**TASK REQUIREMENTS:** Starting at the line that holds "In this exercise you will mark the woman's forearm", restate every line word for word up to and including the last one in the listing below, and omit all pictures.

**ENTRIES SHOWN:**
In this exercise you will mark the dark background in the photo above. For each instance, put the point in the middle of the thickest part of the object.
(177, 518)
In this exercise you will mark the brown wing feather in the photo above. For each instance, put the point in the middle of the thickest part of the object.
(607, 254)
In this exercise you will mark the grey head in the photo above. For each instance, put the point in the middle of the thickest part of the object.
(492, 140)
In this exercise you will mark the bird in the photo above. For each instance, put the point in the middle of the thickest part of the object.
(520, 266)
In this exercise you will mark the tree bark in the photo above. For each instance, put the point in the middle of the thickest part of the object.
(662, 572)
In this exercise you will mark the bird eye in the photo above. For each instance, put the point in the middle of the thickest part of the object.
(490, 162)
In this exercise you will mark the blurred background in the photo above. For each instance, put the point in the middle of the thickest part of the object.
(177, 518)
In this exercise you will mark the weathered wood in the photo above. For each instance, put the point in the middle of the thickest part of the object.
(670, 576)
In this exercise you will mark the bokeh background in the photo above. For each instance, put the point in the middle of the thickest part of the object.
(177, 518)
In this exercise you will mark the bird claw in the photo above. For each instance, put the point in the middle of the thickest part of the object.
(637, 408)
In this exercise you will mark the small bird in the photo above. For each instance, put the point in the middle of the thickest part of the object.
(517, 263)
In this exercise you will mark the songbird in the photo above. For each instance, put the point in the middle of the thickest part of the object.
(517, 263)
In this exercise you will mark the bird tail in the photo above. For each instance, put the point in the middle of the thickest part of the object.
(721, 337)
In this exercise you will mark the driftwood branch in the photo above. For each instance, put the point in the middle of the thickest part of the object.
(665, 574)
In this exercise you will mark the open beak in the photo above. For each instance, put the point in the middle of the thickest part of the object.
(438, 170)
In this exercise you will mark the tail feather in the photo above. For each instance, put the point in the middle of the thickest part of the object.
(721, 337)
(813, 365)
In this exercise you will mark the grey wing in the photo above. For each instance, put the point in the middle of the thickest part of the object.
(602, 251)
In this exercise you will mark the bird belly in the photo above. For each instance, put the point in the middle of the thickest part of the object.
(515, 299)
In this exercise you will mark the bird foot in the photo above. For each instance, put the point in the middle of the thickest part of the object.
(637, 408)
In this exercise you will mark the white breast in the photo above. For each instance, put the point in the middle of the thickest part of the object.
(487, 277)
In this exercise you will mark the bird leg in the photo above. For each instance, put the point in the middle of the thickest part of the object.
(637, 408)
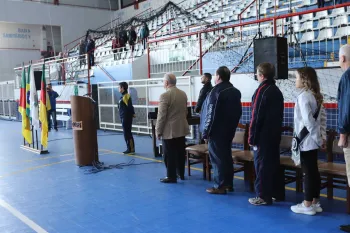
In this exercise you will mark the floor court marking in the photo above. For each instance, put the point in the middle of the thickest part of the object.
(45, 158)
(22, 217)
(199, 169)
(140, 157)
(41, 166)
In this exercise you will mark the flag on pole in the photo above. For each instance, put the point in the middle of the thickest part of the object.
(33, 100)
(28, 92)
(22, 109)
(44, 107)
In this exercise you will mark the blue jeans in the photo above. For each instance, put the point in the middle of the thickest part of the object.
(269, 180)
(221, 160)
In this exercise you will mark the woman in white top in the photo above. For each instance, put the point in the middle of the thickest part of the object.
(309, 101)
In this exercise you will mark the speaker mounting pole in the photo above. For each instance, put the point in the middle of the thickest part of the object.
(259, 31)
(292, 34)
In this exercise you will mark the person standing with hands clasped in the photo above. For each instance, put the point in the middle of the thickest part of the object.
(344, 111)
(126, 113)
(309, 114)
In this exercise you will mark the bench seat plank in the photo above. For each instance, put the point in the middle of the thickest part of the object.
(333, 168)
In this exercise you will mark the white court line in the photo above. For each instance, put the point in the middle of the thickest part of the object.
(22, 217)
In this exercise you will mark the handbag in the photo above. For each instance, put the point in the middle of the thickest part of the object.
(298, 139)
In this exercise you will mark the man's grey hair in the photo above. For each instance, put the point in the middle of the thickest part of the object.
(345, 51)
(171, 78)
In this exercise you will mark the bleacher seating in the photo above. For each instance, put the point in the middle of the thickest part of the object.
(314, 31)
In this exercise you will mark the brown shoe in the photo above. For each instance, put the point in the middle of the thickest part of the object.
(216, 190)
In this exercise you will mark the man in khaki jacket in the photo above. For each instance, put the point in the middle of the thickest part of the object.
(172, 127)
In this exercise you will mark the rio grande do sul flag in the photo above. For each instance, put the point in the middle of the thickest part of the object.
(33, 100)
(44, 107)
(22, 109)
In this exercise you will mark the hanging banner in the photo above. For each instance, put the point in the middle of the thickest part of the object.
(20, 36)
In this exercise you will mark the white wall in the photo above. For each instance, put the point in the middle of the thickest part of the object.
(74, 22)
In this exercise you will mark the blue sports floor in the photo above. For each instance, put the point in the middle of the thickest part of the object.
(49, 193)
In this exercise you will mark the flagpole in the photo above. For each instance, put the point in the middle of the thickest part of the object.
(36, 137)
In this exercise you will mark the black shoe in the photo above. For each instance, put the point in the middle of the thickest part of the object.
(168, 180)
(180, 177)
(216, 190)
(345, 228)
(128, 152)
(229, 188)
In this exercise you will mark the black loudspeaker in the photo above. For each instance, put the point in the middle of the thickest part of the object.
(273, 50)
(37, 78)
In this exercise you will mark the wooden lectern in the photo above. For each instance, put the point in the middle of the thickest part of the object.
(84, 130)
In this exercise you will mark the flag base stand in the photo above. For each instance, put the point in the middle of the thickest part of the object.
(31, 149)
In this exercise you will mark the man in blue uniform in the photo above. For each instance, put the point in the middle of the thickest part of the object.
(265, 136)
(223, 110)
(126, 113)
(344, 111)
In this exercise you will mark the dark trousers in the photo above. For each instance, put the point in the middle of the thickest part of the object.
(312, 179)
(269, 176)
(53, 114)
(320, 3)
(92, 58)
(220, 155)
(174, 157)
(129, 139)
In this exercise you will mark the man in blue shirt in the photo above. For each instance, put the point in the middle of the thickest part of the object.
(52, 95)
(344, 111)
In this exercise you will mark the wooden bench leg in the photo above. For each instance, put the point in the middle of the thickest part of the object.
(207, 167)
(251, 175)
(347, 199)
(299, 180)
(188, 163)
(204, 169)
(330, 187)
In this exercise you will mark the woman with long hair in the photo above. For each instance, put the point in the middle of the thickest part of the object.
(309, 113)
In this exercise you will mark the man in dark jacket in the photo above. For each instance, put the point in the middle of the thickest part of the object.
(223, 113)
(265, 136)
(344, 111)
(126, 113)
(206, 81)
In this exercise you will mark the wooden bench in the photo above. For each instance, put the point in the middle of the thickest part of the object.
(62, 115)
(335, 173)
(199, 153)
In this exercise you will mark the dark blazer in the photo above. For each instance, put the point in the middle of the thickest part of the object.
(224, 110)
(267, 114)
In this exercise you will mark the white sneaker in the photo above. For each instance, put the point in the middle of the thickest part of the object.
(317, 207)
(302, 209)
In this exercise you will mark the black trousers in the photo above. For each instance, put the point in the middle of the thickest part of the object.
(312, 179)
(269, 176)
(220, 155)
(174, 157)
(320, 3)
(129, 139)
(53, 114)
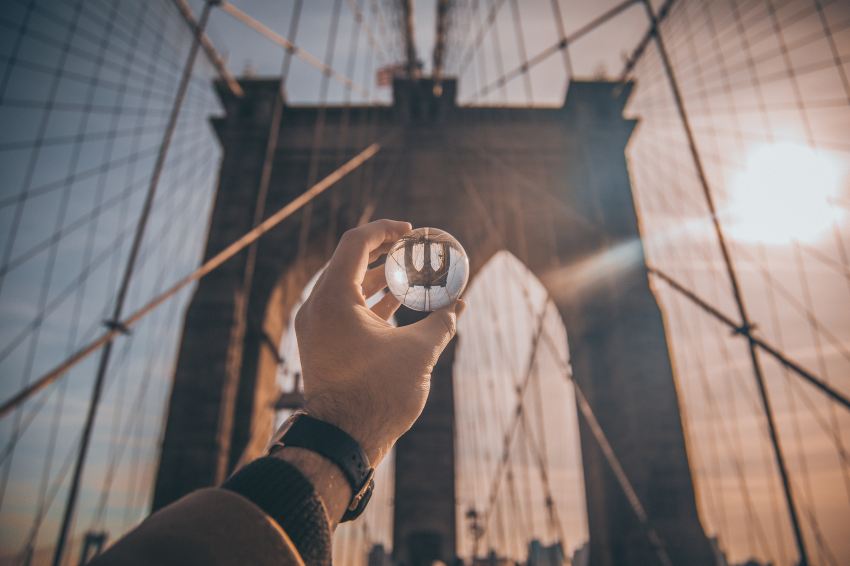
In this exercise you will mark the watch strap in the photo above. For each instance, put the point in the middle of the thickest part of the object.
(340, 448)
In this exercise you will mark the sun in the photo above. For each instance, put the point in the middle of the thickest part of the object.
(783, 194)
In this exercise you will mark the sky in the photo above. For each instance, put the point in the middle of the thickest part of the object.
(770, 125)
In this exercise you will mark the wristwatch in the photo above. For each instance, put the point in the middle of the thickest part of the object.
(303, 431)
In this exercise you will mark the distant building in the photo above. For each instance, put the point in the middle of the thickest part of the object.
(540, 554)
(581, 557)
(493, 559)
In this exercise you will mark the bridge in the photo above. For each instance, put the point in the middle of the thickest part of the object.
(653, 196)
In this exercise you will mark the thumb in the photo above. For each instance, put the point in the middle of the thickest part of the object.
(440, 326)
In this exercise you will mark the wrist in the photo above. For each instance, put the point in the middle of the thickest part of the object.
(371, 438)
(327, 479)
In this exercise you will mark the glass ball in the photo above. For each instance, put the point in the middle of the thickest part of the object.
(427, 269)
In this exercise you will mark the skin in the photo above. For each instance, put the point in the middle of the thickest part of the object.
(360, 373)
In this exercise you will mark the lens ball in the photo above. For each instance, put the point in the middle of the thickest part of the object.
(427, 269)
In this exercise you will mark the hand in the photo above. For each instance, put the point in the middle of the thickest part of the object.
(360, 373)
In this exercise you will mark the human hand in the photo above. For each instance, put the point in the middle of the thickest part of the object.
(360, 373)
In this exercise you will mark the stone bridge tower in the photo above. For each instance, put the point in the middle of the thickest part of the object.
(552, 187)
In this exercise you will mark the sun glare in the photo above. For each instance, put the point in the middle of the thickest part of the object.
(784, 193)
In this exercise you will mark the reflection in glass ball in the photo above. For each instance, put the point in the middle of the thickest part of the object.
(426, 269)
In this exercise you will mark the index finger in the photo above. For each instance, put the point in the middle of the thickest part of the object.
(351, 258)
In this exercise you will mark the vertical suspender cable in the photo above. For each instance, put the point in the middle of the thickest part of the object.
(73, 490)
(746, 325)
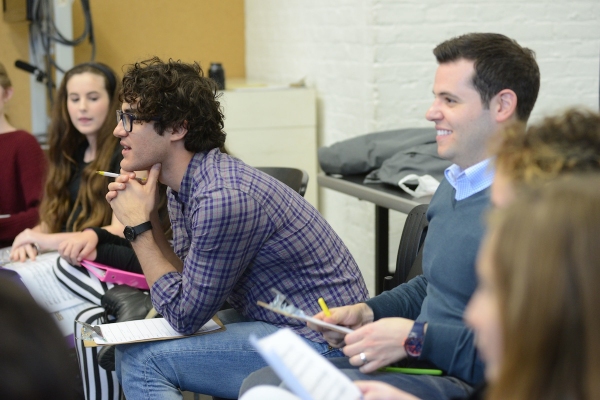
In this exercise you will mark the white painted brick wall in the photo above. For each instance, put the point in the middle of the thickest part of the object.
(371, 62)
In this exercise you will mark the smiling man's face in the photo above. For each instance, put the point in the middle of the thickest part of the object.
(464, 126)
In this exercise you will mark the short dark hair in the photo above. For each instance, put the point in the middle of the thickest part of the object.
(181, 96)
(500, 63)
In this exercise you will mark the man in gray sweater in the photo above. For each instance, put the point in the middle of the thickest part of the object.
(484, 81)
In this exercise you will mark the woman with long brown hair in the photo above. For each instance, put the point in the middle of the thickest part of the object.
(535, 311)
(81, 142)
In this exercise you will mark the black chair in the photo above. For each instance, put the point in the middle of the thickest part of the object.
(410, 250)
(295, 178)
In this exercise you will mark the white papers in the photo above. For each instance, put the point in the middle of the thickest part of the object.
(308, 374)
(43, 285)
(303, 317)
(142, 330)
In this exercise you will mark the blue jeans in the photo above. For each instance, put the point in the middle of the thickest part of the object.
(213, 364)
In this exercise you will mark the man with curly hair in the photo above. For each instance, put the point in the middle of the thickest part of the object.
(237, 233)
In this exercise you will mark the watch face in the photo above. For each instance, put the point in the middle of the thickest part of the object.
(129, 233)
(413, 346)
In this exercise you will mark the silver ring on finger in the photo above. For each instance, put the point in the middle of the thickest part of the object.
(363, 358)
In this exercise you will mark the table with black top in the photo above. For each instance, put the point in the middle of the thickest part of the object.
(385, 197)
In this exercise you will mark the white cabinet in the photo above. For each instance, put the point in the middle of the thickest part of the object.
(268, 127)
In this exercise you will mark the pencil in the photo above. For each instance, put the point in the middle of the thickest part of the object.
(324, 307)
(412, 371)
(113, 175)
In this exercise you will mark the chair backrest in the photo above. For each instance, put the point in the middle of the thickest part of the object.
(408, 261)
(295, 178)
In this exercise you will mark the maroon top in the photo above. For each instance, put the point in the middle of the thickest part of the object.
(22, 173)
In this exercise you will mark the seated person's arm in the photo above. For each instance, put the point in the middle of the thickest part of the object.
(25, 243)
(453, 345)
(79, 245)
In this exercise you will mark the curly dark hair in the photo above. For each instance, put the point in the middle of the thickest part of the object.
(500, 63)
(181, 96)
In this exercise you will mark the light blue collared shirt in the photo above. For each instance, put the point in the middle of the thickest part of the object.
(470, 181)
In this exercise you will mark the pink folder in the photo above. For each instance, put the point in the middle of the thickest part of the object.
(115, 275)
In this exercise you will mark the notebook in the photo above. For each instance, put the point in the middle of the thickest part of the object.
(115, 275)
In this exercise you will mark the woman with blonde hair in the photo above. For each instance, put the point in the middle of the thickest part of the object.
(23, 167)
(81, 142)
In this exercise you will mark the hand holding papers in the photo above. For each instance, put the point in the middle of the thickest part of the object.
(281, 306)
(308, 374)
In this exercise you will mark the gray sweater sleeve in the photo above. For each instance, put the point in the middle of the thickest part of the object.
(403, 301)
(453, 346)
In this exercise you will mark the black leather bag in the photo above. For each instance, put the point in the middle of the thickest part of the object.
(122, 303)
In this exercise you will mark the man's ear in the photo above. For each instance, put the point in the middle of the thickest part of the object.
(179, 132)
(504, 105)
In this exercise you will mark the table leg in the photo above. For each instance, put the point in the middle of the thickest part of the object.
(381, 246)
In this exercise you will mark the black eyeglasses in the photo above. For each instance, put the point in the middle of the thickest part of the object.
(127, 120)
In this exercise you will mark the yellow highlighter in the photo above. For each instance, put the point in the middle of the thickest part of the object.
(324, 307)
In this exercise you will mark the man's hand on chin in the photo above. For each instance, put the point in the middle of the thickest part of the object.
(131, 201)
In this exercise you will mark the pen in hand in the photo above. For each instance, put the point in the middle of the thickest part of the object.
(324, 307)
(113, 175)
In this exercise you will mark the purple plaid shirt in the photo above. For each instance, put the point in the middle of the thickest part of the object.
(241, 232)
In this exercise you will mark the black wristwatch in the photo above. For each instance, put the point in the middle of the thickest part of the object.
(414, 342)
(131, 233)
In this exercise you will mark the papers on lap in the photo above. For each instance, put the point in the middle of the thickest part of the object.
(141, 331)
(281, 306)
(40, 281)
(308, 374)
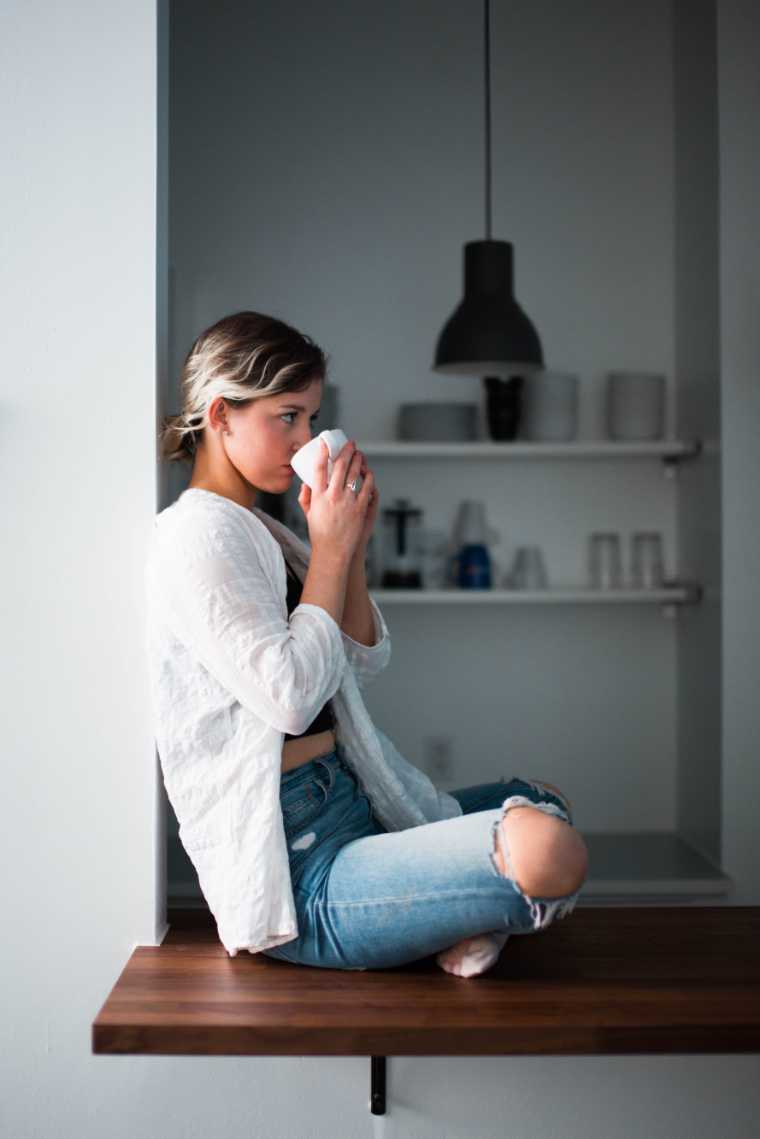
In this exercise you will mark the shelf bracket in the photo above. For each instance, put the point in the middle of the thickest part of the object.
(671, 463)
(377, 1084)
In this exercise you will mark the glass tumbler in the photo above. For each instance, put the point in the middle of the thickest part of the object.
(646, 559)
(605, 565)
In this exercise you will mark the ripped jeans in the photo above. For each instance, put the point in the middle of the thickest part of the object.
(367, 898)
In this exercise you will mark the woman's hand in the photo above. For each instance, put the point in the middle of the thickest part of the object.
(336, 515)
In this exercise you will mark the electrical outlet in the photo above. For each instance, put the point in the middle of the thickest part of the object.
(438, 755)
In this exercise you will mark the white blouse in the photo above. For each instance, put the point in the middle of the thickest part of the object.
(229, 675)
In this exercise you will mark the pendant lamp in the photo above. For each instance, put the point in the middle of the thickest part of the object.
(488, 332)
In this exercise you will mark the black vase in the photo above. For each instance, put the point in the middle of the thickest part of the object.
(504, 403)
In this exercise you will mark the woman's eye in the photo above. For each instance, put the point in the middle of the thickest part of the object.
(313, 418)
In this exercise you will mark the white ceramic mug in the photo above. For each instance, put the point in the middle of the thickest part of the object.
(635, 404)
(304, 460)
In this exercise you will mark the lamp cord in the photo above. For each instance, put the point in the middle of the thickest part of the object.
(488, 122)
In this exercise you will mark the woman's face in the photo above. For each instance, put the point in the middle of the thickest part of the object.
(264, 435)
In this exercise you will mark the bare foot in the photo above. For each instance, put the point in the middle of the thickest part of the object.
(473, 955)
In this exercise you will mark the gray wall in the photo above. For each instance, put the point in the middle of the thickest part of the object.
(78, 85)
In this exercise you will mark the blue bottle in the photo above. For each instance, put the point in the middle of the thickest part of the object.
(474, 566)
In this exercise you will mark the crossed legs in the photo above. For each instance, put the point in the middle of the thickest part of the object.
(548, 859)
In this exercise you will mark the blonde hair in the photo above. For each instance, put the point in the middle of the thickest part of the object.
(243, 357)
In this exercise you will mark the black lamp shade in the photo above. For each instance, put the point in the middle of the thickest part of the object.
(488, 333)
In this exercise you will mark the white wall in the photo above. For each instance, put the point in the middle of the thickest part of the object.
(76, 465)
(738, 39)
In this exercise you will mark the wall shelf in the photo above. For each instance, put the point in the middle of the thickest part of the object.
(670, 451)
(669, 598)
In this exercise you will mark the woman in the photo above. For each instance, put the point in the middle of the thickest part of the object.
(313, 838)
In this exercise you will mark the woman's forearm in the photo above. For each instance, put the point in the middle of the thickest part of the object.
(358, 621)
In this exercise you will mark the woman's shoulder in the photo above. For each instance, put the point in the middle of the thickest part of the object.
(202, 524)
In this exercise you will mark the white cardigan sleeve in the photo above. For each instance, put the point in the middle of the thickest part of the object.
(221, 603)
(367, 661)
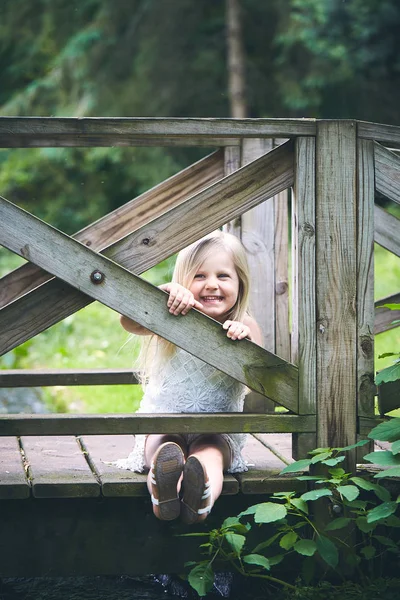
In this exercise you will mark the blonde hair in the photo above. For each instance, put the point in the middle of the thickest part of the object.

**SOLUTION:**
In this exercise you will mark the woman's forearm in the photo above. For each instance, put the point in the middle of the thickest part of the object.
(358, 621)
In this exercise you will mark the woman's shoulder in the photo above. For each instance, put the point in the middle of the thickest part of the object.
(202, 524)
In this exercise you will mark the white cardigan sleeve in the photo above. For each instance, put the point in the middle of the thickest part of the object.
(221, 603)
(367, 661)
In this exercise you will mark the blonde hair in the photo above. For each instance, put the point in the middle of the thickest part of the object.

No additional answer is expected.